(Records of labeled points)
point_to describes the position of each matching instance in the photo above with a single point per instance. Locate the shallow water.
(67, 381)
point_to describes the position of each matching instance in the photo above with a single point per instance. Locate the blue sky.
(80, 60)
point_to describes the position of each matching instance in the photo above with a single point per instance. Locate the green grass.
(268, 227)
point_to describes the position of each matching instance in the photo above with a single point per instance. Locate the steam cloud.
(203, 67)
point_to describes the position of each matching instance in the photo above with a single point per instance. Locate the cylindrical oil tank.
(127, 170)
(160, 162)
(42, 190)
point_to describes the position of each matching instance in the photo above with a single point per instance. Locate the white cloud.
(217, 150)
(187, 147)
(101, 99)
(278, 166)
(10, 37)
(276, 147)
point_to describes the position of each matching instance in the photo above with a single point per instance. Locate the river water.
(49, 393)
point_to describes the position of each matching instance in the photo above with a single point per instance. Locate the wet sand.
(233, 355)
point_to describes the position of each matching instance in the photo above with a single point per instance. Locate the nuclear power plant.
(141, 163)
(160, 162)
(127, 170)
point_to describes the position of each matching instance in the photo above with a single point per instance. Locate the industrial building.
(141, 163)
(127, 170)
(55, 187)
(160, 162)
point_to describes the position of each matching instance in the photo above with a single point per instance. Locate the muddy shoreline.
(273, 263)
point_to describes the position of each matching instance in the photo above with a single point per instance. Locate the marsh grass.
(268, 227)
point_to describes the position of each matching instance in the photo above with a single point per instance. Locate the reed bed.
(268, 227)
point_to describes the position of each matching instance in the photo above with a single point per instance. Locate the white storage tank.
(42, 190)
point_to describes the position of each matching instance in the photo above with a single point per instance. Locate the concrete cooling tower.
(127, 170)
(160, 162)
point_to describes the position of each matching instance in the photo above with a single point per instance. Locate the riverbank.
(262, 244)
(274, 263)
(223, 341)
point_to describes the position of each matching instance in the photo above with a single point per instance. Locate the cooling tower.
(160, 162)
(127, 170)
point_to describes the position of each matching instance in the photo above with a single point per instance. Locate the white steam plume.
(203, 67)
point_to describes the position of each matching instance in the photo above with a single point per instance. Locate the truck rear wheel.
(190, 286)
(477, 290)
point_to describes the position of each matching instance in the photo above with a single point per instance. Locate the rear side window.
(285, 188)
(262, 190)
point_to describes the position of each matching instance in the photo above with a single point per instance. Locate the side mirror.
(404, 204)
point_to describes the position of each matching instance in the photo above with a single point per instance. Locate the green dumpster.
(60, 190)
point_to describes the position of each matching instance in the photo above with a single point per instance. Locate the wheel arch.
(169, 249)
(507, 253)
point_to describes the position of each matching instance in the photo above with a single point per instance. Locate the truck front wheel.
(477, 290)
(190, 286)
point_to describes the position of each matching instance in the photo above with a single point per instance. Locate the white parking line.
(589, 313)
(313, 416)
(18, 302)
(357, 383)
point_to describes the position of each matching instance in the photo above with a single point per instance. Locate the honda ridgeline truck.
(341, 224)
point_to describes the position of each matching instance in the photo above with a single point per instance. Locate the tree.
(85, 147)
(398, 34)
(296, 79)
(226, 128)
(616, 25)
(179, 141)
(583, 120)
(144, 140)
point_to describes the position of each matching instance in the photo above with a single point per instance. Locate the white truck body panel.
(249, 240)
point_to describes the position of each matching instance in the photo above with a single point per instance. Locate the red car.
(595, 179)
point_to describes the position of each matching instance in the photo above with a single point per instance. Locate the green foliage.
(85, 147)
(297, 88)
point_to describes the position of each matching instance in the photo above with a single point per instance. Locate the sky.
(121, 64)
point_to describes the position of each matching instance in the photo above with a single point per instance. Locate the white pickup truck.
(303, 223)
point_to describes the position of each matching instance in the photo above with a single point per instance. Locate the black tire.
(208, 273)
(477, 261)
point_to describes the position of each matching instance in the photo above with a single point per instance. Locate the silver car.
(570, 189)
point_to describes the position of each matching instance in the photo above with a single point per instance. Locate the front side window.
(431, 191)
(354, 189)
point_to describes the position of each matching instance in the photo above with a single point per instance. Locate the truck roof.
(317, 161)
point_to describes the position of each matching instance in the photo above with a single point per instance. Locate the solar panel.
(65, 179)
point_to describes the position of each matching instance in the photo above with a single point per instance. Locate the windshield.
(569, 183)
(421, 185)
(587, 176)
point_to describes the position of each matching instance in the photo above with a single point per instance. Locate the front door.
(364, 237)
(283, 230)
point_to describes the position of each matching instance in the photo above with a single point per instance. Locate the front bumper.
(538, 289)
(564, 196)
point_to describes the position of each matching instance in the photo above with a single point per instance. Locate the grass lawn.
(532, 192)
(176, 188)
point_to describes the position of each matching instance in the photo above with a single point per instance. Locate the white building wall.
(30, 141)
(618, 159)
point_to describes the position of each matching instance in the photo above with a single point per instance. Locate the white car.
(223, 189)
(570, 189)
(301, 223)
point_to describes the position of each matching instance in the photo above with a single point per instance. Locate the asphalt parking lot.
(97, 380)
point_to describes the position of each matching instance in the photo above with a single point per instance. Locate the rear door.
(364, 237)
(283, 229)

...

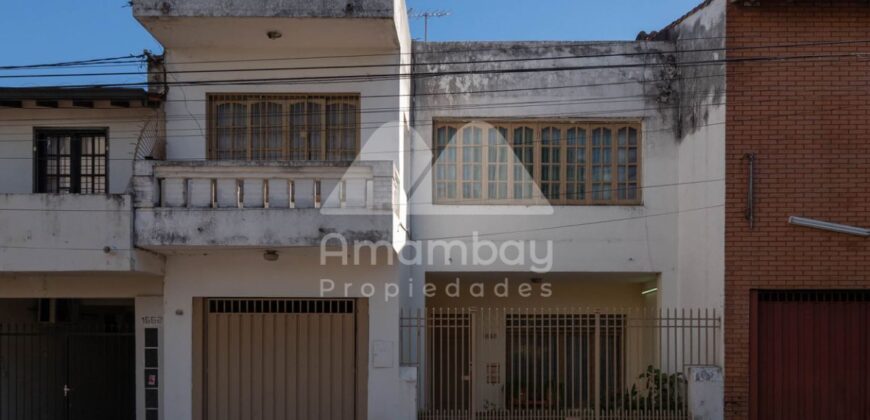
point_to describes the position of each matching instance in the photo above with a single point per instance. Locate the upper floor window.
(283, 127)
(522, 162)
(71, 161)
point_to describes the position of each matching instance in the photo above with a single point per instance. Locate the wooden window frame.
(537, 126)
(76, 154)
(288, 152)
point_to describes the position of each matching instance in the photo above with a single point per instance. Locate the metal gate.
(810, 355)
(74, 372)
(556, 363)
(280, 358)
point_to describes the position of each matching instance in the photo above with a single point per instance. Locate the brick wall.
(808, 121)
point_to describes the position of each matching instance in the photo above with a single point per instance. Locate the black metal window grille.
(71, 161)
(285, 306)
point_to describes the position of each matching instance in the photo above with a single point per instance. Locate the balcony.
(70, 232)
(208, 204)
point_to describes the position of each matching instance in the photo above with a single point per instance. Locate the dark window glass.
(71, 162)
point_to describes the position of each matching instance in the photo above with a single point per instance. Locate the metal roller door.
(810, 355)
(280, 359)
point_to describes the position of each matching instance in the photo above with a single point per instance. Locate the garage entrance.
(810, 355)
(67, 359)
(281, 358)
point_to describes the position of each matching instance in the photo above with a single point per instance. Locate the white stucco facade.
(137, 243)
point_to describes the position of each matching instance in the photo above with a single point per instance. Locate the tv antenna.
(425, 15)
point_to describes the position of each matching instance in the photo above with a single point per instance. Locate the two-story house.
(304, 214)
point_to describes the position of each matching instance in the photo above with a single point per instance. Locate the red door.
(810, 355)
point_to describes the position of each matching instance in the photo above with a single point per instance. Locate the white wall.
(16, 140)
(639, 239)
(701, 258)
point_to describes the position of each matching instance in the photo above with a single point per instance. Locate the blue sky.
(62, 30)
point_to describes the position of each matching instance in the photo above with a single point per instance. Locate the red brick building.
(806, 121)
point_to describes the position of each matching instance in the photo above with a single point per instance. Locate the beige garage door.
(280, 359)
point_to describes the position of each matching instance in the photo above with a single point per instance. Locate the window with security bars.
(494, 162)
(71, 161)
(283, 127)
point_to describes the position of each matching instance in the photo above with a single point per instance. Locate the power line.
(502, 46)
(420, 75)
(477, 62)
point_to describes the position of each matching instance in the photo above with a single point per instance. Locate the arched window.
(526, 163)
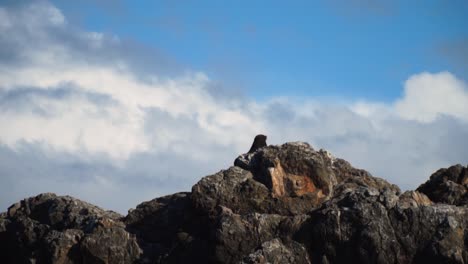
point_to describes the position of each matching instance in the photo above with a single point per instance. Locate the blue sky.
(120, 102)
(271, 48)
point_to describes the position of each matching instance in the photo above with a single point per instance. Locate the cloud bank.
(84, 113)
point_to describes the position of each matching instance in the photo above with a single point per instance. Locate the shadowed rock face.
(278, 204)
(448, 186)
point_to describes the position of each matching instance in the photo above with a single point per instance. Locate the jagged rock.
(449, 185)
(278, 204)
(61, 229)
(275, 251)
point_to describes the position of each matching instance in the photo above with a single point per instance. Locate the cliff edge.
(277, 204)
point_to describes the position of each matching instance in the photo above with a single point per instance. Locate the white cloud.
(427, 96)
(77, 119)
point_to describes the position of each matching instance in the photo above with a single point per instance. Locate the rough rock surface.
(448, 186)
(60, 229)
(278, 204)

Your goal: List every line in the records above that contains the word "cooling". Case counts.

Result of the exercise:
point_to describes the position of each matching instance in the photo above with a single point per instance. Locate the concrete cooling tower.
point_to describes the position of each matching instance in the photo above with a single point per instance. Locate the cooling tower.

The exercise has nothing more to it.